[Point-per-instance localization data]

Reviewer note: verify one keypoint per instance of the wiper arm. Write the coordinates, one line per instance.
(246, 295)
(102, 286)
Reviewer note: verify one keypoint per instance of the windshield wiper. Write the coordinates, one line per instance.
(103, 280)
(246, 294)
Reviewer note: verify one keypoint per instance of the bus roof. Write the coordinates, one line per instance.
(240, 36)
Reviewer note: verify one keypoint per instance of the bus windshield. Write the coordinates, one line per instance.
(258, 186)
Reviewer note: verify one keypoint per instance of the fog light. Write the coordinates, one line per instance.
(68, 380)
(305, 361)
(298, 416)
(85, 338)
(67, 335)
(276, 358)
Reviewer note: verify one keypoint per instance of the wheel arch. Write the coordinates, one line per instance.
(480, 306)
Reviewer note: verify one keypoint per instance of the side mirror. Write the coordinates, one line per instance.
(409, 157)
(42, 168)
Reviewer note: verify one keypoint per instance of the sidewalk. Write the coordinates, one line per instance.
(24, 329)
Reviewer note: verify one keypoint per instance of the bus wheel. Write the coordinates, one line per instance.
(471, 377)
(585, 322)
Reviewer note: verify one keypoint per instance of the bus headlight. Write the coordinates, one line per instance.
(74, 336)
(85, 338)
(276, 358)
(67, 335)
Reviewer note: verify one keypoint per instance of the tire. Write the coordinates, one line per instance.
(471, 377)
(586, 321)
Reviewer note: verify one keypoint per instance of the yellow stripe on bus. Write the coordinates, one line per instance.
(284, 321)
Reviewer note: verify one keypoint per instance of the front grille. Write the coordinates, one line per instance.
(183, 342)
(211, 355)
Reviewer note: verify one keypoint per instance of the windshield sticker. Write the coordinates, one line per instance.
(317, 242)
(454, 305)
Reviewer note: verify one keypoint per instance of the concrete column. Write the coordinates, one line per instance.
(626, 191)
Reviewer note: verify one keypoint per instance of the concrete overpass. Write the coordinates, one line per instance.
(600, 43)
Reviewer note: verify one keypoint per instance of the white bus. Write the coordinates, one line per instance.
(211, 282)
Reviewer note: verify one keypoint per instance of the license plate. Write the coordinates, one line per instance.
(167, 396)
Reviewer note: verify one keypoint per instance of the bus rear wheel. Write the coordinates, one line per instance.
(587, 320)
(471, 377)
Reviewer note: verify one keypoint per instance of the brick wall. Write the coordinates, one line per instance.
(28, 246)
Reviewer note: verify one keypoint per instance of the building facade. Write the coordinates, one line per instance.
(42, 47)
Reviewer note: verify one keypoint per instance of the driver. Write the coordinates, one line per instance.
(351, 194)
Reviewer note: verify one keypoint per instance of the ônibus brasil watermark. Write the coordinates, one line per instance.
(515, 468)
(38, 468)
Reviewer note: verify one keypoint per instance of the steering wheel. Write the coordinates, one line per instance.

● PROBLEM REQUIREMENTS
Reproduce the data shown above exactly.

● ANSWER SECTION
Reviewer note: verify one keypoint per instance of the wiper arm. Write the coordinates, one line per instance.
(246, 295)
(102, 286)
Reviewer note: verify one keypoint per instance of the windshield wiper. Write the coordinates, one line per instance.
(103, 280)
(246, 294)
Reviewer note: verify one keypoint per instance of the bus roof. Write the coordinates, one line per instance.
(240, 36)
Reviewer note: verify one keypoint per instance of the bus windshield. Write the coordinates, one line per instance.
(258, 186)
Reviewer note: verify one keypoint per instance of the fog light. Write the coordinates, one line per instance.
(68, 380)
(305, 361)
(298, 416)
(85, 338)
(67, 335)
(276, 358)
Reviewer note: verify one keypoint per instance of the wheel arch. Write the coordinates, one line per instance.
(480, 306)
Reviewer note: verify one keypoint per instance of the side mirror. Write the coordinates, one line per instance.
(409, 157)
(42, 168)
Reviewer note: verify one keypoint per instance of the sidewalk. Write the coordinates, one line per instance.
(24, 329)
Reviewer note: verify one keypoint per instance of the bus wheel. Write the coordinates, one line per instance.
(471, 377)
(585, 322)
Reviewer note: verify one keypoint per instance of the bus headlight. Write the coordinates, one line per instance.
(74, 336)
(85, 338)
(276, 358)
(67, 335)
Reviewer note: verify one keypoint per instance of the tire. Write the coordinates, one line per instance.
(471, 377)
(586, 321)
Reviewer note: verify one keypoint per instance of the yellow stripe on bus. Write the coordinates, one line per instance.
(284, 321)
Reviewer note: verify one keypoint per instance of the front grille. Write the coordinates, one line per instance.
(183, 342)
(211, 355)
Reviewer note: verify one keypoint per instance of the windshield sticker. Write the coordinates, one line per instance.
(317, 242)
(454, 305)
Reviewer note: verify one keypoint per instance of the concrete column. Write the coordinates, one line per instance.
(626, 191)
Reviewer note: verify one keypoint per instance of the concrete overpass. Write the coordinates, one line per instance.
(600, 43)
Reviewer note: verify one keypoint per instance of the white bus. Write the coordinates, one line per instance.
(211, 282)
Reviewer note: verify one keypoint per instance of the license plate. Write the coordinates, one line per instance.
(167, 396)
Reviewer note: verify one keypoint per instance of the bus rear wheel. Write the coordinates, one line per instance.
(587, 320)
(471, 377)
Reviewer note: verify one keypoint per instance of the brick wall. Write the coordinates, one line per instance.
(28, 246)
Reviewer note: verify one keypoint per instance of the building facade. Write the coordinates, one line per instance.
(42, 47)
Reviewer note: verify one keypoint per instance of the driver. Write the coordinates, one line per instance.
(351, 194)
Reviewer note: verify one keypoint per instance of the ônibus brasil watermark. Write the coordinates, one line per instance.
(515, 468)
(38, 468)
Reviewer note: verify one keypoint per instance of the steering wheel. Write the coordinates, one line per instance.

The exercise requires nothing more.